Look below for the line containing "Query: forested hillside". Output it and each remaining line of the entries exactly, and nothing else.

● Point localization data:

============

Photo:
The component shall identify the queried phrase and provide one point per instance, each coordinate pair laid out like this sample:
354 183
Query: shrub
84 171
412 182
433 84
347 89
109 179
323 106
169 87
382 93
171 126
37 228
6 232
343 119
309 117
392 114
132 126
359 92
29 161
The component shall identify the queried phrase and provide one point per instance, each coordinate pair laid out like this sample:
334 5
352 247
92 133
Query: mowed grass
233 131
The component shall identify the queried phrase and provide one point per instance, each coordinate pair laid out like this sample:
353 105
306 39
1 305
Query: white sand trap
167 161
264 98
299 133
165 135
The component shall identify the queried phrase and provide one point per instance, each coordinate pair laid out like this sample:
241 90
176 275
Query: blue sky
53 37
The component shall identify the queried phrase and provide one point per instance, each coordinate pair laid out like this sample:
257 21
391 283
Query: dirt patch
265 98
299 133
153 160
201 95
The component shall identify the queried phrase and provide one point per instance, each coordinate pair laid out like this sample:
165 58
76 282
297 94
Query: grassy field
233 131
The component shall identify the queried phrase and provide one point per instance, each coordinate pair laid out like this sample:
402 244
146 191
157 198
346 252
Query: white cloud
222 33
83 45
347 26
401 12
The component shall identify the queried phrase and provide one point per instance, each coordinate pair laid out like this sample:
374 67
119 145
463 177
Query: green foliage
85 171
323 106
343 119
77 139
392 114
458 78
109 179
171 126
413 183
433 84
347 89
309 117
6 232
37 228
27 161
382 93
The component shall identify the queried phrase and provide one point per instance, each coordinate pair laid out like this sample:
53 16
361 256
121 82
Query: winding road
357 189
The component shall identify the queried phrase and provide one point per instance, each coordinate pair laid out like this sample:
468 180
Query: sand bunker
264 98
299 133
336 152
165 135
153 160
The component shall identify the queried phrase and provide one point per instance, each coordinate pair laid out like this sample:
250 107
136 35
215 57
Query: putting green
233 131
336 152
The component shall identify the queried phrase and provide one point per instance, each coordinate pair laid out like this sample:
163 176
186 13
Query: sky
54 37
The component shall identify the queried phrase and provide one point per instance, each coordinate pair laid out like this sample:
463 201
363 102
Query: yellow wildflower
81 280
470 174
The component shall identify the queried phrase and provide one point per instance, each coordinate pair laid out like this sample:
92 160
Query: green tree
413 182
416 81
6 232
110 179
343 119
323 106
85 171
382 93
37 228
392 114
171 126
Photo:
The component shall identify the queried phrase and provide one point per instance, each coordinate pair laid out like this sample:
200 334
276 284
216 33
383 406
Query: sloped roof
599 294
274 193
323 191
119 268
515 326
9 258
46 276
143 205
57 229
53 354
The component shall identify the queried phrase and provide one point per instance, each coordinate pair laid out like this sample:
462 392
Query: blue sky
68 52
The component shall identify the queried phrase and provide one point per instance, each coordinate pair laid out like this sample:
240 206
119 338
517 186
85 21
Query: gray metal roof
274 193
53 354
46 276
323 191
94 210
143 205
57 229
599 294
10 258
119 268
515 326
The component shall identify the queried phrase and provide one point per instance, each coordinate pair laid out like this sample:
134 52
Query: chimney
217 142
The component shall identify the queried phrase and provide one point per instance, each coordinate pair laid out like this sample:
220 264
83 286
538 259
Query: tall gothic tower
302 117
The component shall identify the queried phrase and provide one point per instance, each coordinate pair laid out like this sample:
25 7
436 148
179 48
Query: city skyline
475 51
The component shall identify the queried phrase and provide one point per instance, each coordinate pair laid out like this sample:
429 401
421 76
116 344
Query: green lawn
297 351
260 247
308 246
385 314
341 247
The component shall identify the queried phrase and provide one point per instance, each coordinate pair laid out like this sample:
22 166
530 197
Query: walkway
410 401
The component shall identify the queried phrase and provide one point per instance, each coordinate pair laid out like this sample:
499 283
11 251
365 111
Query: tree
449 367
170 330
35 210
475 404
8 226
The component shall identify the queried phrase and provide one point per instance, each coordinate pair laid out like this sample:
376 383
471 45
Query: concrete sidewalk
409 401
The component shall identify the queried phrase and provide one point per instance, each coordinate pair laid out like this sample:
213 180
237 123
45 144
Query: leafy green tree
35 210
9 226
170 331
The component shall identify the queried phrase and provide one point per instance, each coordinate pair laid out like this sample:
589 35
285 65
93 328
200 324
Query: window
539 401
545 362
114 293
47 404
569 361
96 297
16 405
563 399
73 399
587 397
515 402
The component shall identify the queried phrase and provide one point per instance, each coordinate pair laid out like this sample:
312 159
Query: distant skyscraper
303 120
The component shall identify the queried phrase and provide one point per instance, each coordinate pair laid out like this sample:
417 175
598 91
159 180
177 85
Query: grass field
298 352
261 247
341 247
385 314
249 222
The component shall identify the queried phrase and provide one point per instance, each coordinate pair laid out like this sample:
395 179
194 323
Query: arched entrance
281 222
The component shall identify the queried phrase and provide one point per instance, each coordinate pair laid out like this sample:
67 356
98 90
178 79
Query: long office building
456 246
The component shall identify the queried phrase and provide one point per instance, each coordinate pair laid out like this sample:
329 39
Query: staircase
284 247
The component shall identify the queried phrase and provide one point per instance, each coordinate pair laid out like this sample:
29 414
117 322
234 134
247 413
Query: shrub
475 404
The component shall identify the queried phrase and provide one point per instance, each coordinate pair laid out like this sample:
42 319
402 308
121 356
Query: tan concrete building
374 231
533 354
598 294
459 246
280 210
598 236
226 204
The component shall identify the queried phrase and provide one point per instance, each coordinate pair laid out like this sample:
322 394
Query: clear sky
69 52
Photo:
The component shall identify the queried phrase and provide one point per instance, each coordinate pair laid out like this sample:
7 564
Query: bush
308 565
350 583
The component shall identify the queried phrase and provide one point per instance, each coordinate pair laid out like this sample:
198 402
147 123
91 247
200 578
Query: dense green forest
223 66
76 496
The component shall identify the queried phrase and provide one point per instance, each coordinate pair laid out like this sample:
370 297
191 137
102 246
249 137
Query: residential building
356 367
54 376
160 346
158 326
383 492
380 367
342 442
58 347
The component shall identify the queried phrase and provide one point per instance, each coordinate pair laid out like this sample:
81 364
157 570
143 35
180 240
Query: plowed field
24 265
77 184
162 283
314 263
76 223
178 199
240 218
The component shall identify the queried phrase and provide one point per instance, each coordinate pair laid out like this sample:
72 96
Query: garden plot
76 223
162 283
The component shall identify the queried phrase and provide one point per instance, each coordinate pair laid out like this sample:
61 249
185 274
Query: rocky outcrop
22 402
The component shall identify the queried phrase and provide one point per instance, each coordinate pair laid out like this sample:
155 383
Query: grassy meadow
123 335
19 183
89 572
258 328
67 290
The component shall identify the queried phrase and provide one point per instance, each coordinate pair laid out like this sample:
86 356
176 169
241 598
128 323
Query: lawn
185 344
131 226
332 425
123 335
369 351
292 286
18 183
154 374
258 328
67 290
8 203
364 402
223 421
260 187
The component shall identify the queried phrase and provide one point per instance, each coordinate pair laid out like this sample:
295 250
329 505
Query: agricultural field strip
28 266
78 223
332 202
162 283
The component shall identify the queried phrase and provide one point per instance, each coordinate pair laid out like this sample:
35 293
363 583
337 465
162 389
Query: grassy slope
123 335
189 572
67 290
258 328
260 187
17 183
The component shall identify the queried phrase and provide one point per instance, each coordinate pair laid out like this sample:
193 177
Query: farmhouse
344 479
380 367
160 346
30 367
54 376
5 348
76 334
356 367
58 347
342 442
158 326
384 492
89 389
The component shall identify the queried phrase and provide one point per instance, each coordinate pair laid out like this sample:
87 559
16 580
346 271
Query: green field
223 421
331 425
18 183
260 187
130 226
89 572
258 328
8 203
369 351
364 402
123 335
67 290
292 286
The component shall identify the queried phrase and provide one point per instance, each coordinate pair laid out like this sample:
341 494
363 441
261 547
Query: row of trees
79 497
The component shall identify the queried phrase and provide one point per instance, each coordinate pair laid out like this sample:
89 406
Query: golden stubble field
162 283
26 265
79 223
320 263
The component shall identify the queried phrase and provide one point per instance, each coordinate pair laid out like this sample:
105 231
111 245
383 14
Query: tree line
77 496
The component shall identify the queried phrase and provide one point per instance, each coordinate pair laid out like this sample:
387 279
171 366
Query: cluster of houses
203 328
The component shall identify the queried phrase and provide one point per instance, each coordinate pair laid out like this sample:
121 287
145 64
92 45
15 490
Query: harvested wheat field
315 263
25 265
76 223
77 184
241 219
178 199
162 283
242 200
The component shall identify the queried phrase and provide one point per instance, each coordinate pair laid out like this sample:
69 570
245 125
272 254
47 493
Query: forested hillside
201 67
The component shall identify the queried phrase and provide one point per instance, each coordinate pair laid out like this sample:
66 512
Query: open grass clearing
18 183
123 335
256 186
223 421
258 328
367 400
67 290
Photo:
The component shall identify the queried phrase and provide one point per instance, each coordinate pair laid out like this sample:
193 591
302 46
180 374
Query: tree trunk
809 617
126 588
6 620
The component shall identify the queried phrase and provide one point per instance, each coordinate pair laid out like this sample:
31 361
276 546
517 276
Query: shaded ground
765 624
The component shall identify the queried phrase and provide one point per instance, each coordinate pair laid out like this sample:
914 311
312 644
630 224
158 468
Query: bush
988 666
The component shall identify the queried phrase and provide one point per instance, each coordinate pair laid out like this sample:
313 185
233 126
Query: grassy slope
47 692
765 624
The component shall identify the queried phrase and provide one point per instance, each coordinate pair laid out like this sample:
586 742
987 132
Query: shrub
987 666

============

● Exercise answer:
Query: forested hillside
201 67
The component shall identify the queried phrase and provide one point per instance, each coordinate pair laid out like this sample:
66 512
Query: open grass clearing
18 183
123 335
256 186
223 421
258 328
367 400
67 290
Photo:
The component shall identify the queried phrase and provide one point per instance, each coordinate pair laid out like this sample:
193 591
302 46
180 374
Query: tree trunk
809 617
126 588
6 620
The component shall identify the queried phrase and provide one point per instance, each coordinate pair laid out like this sample:
31 361
276 546
517 276
Query: shaded ground
765 624
The component shall identify the queried phrase and provide one point per instance, each coordinate pair laid out like this sample:
914 311
312 644
630 224
158 468
Query: bush
988 666
The component shall identify the queried phrase and provide one point per instance, each coordinate pair laid out like this sample:
313 185
233 126
Query: grassy slope
47 692
765 624
The component shall identify the queried phrase and provide one point per instance, each coordinate pair laid out like this sample:
586 742
987 132
Query: shrub
987 666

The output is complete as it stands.